■ Problem 1
Answer these about the car-repair passage:
(a) Which make of car is described as the People's Car?
(b) What motorcycle is Crawford working on in the other chapter?
(c) What did the narrator discover was on fire?
■ Problem 2
Please rewrite the part of the car-repair passage that opens with the words "Volkswagens in particular, as" and closes with "oil, like, ever.", updating "package" to "parcel".

■ Source passage
----
Volkswagens in particular, as the People’s Car, tend to get passed around like cheap whores, and it is rare to find one that hasn’t been pawed at by a train of users applying more urgency than finesse […] a VW engine may have been subjected to clumsy, boyish innocence, such as my predecessor surely felt in his heart as he ripped open his package from JC Whitney and held the brand-new “high performance” valve springs in his hand […] Or it may be a tale of appalling moral squalor, as when it becomes evident that the previous owner failed to change the oil, like, ever.

In another chapter, Crawford considers the mechanic’s “metaphysical responsibility to the machine and his fiduciary responsibility to its owner” as he works on an ’83 Honda Magna V45:

I smelled something burning, and discovered my pants were on fire. I was standing too close to the propane heater, in between bouts of valve cover jujitsu. The cover was still stuck where it had been a few hours ago. At this point I’d exhausted my entire lexicon of “mother-fucker”-based idioms, and was running perilously low on slurs against the Japanese. I was nearing a familiar point where I’ve descended through every level of madness and despair, and a certain calm takes over. I was reduced now to a more or less autistic repetition of valve cover manipulations I’d long ago determined to be futile, when suddenly the cover just fell out of its trap and lay free in my hand […] This is a common experience, actually […] I used to try to hypnotize myself into a Zen-like state of resignation at the outset. It doesn’t work, not for this Grasshopper. I have my own process, as they say. I call it the motherfucker process.
----
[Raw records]
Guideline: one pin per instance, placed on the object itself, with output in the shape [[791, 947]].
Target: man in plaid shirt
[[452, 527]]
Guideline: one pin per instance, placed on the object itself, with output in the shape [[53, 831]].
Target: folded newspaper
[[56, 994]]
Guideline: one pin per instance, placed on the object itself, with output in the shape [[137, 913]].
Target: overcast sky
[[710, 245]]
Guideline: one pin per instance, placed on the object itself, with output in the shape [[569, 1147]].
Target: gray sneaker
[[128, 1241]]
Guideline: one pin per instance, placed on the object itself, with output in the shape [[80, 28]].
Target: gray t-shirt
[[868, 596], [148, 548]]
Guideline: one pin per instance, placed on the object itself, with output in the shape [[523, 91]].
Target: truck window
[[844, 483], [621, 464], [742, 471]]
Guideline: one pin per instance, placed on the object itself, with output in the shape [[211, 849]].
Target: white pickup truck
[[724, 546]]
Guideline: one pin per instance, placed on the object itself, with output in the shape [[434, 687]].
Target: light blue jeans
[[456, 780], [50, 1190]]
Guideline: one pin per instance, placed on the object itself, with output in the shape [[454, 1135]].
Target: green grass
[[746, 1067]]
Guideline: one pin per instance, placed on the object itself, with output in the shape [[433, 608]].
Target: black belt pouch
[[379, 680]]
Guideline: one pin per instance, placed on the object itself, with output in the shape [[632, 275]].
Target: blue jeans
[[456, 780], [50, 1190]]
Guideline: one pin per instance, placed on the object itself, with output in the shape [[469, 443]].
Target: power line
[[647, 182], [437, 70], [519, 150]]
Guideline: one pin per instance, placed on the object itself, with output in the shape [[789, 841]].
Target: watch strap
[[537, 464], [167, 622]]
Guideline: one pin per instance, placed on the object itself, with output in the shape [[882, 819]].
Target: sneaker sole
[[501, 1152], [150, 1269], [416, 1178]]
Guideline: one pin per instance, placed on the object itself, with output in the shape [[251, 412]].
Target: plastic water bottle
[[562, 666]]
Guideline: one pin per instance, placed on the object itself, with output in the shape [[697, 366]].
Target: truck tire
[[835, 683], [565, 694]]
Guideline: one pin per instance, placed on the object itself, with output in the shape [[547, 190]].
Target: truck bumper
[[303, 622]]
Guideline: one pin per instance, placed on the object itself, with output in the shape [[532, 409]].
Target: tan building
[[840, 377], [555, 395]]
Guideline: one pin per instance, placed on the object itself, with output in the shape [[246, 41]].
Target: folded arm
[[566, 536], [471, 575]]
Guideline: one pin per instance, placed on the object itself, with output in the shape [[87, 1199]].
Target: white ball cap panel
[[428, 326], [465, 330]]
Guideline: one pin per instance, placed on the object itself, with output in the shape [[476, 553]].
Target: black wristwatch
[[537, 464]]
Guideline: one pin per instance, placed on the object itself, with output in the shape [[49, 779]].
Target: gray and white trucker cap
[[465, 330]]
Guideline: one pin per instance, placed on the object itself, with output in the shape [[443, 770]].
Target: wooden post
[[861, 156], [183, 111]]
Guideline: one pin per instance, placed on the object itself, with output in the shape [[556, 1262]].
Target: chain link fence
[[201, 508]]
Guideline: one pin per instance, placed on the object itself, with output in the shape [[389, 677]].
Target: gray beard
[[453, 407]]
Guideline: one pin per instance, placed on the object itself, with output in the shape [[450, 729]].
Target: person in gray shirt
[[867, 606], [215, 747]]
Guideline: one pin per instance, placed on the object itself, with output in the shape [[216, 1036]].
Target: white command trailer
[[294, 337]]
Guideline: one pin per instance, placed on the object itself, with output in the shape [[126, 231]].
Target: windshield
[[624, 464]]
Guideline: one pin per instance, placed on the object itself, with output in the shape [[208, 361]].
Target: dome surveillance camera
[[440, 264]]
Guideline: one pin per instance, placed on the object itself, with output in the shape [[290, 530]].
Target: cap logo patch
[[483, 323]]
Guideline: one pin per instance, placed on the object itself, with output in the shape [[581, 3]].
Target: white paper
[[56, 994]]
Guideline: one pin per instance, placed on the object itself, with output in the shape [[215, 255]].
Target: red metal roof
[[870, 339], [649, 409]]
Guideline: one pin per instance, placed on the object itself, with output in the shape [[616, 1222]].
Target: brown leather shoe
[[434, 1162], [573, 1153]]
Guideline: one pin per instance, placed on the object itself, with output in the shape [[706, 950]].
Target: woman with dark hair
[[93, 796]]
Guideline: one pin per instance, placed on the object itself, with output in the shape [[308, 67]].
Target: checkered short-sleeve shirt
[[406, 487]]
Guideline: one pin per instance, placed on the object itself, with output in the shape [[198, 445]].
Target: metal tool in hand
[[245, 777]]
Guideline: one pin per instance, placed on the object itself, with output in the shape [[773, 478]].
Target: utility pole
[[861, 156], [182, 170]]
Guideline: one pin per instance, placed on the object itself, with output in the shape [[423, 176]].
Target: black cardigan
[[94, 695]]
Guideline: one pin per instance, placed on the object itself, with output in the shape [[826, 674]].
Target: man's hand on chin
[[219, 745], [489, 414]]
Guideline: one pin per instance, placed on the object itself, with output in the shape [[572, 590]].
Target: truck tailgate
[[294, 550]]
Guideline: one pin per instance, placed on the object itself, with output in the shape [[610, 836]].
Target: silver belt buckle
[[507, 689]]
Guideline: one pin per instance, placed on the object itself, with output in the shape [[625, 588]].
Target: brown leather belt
----
■ Full response 1
(a) Volkswagen
(b) An '83 Honda Magna V45
(c) The narrator's pants

■ Full response 2
Volkswagens in particular, as the People’s Car, tend to get passed around like cheap whores, and it is rare to find one that hasn’t been pawed at by a train of users applying more urgency than finesse […] a VW engine may have been subjected to clumsy, boyish innocence, such as my predecessor surely felt in his heart as he ripped open his parcel from JC Whitney and held the brand-new “high performance” valve springs in his hand […] Or it may be a tale of appalling moral squalor, as when it becomes evident that the previous owner failed to change the oil, like, ever.